Region labeling listing
◆ ◆ ◆ ◆
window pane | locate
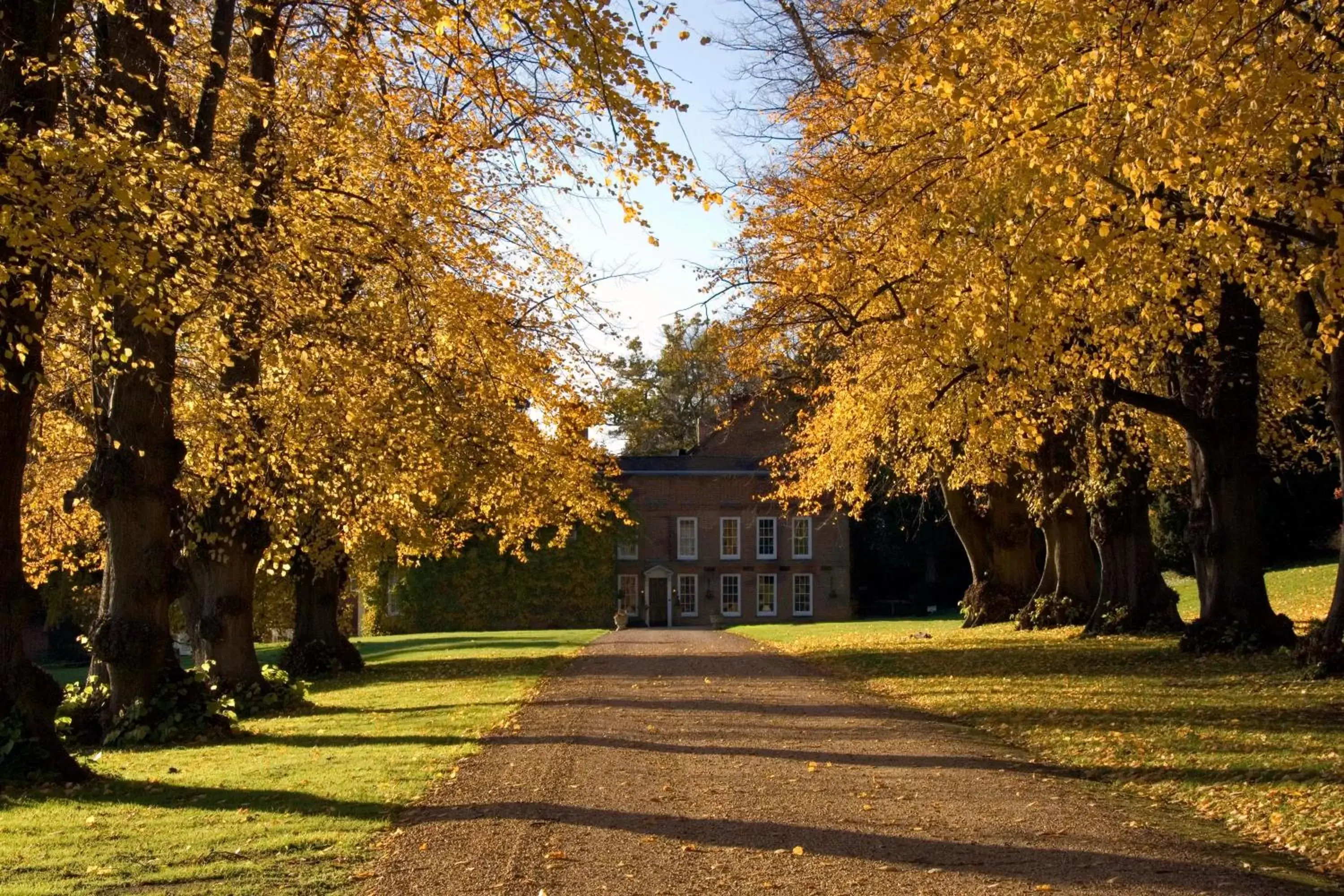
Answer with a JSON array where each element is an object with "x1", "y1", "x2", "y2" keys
[
  {"x1": 617, "y1": 575, "x2": 640, "y2": 612},
  {"x1": 719, "y1": 575, "x2": 742, "y2": 616},
  {"x1": 757, "y1": 573, "x2": 775, "y2": 616},
  {"x1": 719, "y1": 517, "x2": 742, "y2": 557},
  {"x1": 676, "y1": 575, "x2": 700, "y2": 616},
  {"x1": 793, "y1": 573, "x2": 812, "y2": 616},
  {"x1": 793, "y1": 516, "x2": 812, "y2": 557},
  {"x1": 757, "y1": 517, "x2": 774, "y2": 557},
  {"x1": 676, "y1": 517, "x2": 696, "y2": 560},
  {"x1": 616, "y1": 532, "x2": 640, "y2": 560}
]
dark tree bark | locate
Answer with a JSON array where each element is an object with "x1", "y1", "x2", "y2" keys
[
  {"x1": 281, "y1": 520, "x2": 364, "y2": 676},
  {"x1": 184, "y1": 0, "x2": 280, "y2": 685},
  {"x1": 85, "y1": 0, "x2": 184, "y2": 715},
  {"x1": 183, "y1": 508, "x2": 270, "y2": 688},
  {"x1": 1085, "y1": 477, "x2": 1185, "y2": 634},
  {"x1": 942, "y1": 477, "x2": 1040, "y2": 629},
  {"x1": 0, "y1": 0, "x2": 89, "y2": 780},
  {"x1": 1017, "y1": 490, "x2": 1101, "y2": 629},
  {"x1": 1017, "y1": 434, "x2": 1099, "y2": 629},
  {"x1": 1113, "y1": 281, "x2": 1296, "y2": 651}
]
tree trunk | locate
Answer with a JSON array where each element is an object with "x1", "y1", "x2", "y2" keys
[
  {"x1": 1017, "y1": 489, "x2": 1101, "y2": 629},
  {"x1": 0, "y1": 0, "x2": 89, "y2": 780},
  {"x1": 185, "y1": 0, "x2": 280, "y2": 686},
  {"x1": 86, "y1": 0, "x2": 194, "y2": 715},
  {"x1": 89, "y1": 315, "x2": 183, "y2": 715},
  {"x1": 939, "y1": 481, "x2": 993, "y2": 583},
  {"x1": 1181, "y1": 282, "x2": 1296, "y2": 651},
  {"x1": 183, "y1": 505, "x2": 270, "y2": 689},
  {"x1": 942, "y1": 479, "x2": 1039, "y2": 629},
  {"x1": 281, "y1": 521, "x2": 364, "y2": 676},
  {"x1": 1114, "y1": 281, "x2": 1296, "y2": 651},
  {"x1": 0, "y1": 317, "x2": 89, "y2": 780},
  {"x1": 1298, "y1": 344, "x2": 1344, "y2": 677},
  {"x1": 1085, "y1": 486, "x2": 1185, "y2": 634}
]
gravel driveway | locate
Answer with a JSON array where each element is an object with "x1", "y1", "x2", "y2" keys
[{"x1": 368, "y1": 629, "x2": 1320, "y2": 896}]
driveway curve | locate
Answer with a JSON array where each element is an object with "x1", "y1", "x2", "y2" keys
[{"x1": 368, "y1": 629, "x2": 1320, "y2": 896}]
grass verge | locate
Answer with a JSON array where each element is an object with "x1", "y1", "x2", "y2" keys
[
  {"x1": 0, "y1": 630, "x2": 601, "y2": 896},
  {"x1": 735, "y1": 564, "x2": 1344, "y2": 874}
]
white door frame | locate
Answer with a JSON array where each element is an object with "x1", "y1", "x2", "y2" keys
[{"x1": 644, "y1": 565, "x2": 673, "y2": 629}]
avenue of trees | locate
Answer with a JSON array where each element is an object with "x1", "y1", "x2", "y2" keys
[
  {"x1": 722, "y1": 0, "x2": 1344, "y2": 672},
  {"x1": 0, "y1": 0, "x2": 716, "y2": 779}
]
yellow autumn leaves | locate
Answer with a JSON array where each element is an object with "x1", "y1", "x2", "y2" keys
[{"x1": 724, "y1": 0, "x2": 1344, "y2": 506}]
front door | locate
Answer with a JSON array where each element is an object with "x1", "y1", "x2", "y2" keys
[{"x1": 644, "y1": 576, "x2": 669, "y2": 626}]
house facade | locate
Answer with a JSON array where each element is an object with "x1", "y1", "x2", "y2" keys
[{"x1": 616, "y1": 411, "x2": 853, "y2": 626}]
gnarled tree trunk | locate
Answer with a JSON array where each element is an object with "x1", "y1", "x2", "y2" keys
[
  {"x1": 86, "y1": 0, "x2": 184, "y2": 713},
  {"x1": 0, "y1": 0, "x2": 89, "y2": 780},
  {"x1": 1017, "y1": 489, "x2": 1101, "y2": 629},
  {"x1": 281, "y1": 518, "x2": 364, "y2": 676},
  {"x1": 185, "y1": 0, "x2": 280, "y2": 685},
  {"x1": 1114, "y1": 281, "x2": 1296, "y2": 651},
  {"x1": 1085, "y1": 486, "x2": 1185, "y2": 634},
  {"x1": 942, "y1": 477, "x2": 1039, "y2": 627},
  {"x1": 183, "y1": 494, "x2": 270, "y2": 686},
  {"x1": 1017, "y1": 431, "x2": 1098, "y2": 629}
]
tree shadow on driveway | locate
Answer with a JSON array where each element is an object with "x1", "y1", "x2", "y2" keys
[{"x1": 398, "y1": 802, "x2": 1320, "y2": 896}]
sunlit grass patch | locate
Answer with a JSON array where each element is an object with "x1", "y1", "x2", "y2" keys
[
  {"x1": 0, "y1": 630, "x2": 601, "y2": 895},
  {"x1": 1167, "y1": 563, "x2": 1336, "y2": 631},
  {"x1": 735, "y1": 567, "x2": 1344, "y2": 873}
]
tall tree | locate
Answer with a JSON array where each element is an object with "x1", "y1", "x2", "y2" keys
[
  {"x1": 0, "y1": 0, "x2": 87, "y2": 780},
  {"x1": 731, "y1": 0, "x2": 1340, "y2": 649},
  {"x1": 606, "y1": 314, "x2": 734, "y2": 454}
]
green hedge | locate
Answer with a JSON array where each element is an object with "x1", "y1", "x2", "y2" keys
[{"x1": 375, "y1": 529, "x2": 616, "y2": 634}]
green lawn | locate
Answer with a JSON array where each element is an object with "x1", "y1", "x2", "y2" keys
[
  {"x1": 1167, "y1": 563, "x2": 1336, "y2": 627},
  {"x1": 0, "y1": 630, "x2": 601, "y2": 896},
  {"x1": 735, "y1": 564, "x2": 1344, "y2": 873}
]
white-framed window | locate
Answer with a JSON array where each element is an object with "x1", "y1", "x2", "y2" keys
[
  {"x1": 793, "y1": 572, "x2": 812, "y2": 616},
  {"x1": 676, "y1": 516, "x2": 700, "y2": 560},
  {"x1": 676, "y1": 575, "x2": 700, "y2": 616},
  {"x1": 757, "y1": 516, "x2": 778, "y2": 560},
  {"x1": 793, "y1": 516, "x2": 812, "y2": 560},
  {"x1": 757, "y1": 572, "x2": 778, "y2": 616},
  {"x1": 616, "y1": 575, "x2": 640, "y2": 614},
  {"x1": 719, "y1": 516, "x2": 742, "y2": 560},
  {"x1": 387, "y1": 569, "x2": 402, "y2": 616},
  {"x1": 719, "y1": 572, "x2": 742, "y2": 616},
  {"x1": 616, "y1": 529, "x2": 640, "y2": 560}
]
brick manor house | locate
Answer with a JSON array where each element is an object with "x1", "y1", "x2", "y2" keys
[{"x1": 616, "y1": 406, "x2": 853, "y2": 626}]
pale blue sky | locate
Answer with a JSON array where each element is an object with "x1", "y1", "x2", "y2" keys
[{"x1": 556, "y1": 0, "x2": 759, "y2": 349}]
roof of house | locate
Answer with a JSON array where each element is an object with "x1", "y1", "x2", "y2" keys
[
  {"x1": 617, "y1": 402, "x2": 788, "y2": 475},
  {"x1": 617, "y1": 454, "x2": 767, "y2": 475}
]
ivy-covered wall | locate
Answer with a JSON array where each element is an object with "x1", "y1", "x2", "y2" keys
[{"x1": 374, "y1": 529, "x2": 616, "y2": 634}]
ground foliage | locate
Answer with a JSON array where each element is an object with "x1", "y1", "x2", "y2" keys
[
  {"x1": 0, "y1": 630, "x2": 601, "y2": 896},
  {"x1": 753, "y1": 564, "x2": 1344, "y2": 874},
  {"x1": 372, "y1": 526, "x2": 616, "y2": 633}
]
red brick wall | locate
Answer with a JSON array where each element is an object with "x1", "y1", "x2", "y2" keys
[{"x1": 617, "y1": 473, "x2": 852, "y2": 625}]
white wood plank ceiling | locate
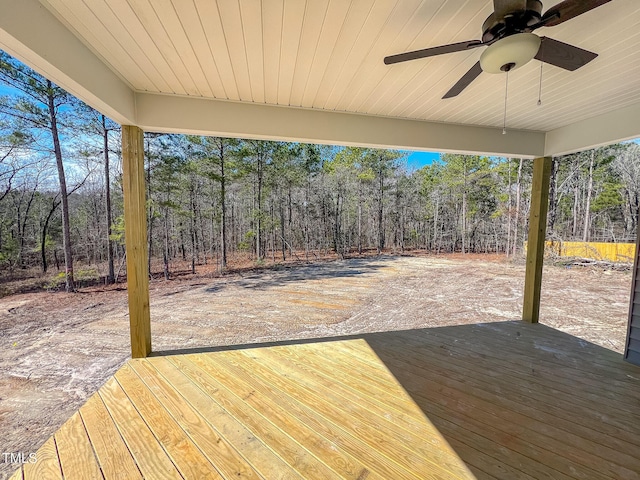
◆ ◆ ◆ ◆
■ **PROBLEM STATEMENT**:
Please reproduce the listing starting at the line containing "brick manor house | locate" and ending at the end of the listing, swapping every "locate" for "outline" and keeping everything else unchanged. Leave the pictures out of your answer.

■ **WRITTEN RESPONSE**:
brick manor house | outline
Answer with a JSON array where each element is an object with "x1", "y1", "x2", "y2" keys
[{"x1": 616, "y1": 406, "x2": 853, "y2": 626}]
pale blue sky | outline
Answer with a JSON array where each element is an object with "x1", "y1", "x2", "y2" keys
[{"x1": 556, "y1": 0, "x2": 759, "y2": 349}]
roof of house | outline
Answer with a JSON array where each element is an object with "x1", "y1", "x2", "y2" keys
[
  {"x1": 617, "y1": 402, "x2": 788, "y2": 475},
  {"x1": 617, "y1": 454, "x2": 767, "y2": 475}
]
ivy-covered wall | outline
Answer with a JSON array where each element is an object with "x1", "y1", "x2", "y2" keys
[{"x1": 374, "y1": 529, "x2": 616, "y2": 634}]
ground foliage | outline
Answer with a JSON array where each element is an object with "x1", "y1", "x2", "y2" keys
[
  {"x1": 0, "y1": 630, "x2": 601, "y2": 896},
  {"x1": 753, "y1": 564, "x2": 1344, "y2": 874},
  {"x1": 372, "y1": 526, "x2": 616, "y2": 633}
]
red brick wall | outline
Answer with a JSON array where each element is an object with "x1", "y1", "x2", "y2" keys
[{"x1": 617, "y1": 473, "x2": 852, "y2": 625}]
white wood plank ceiling | outline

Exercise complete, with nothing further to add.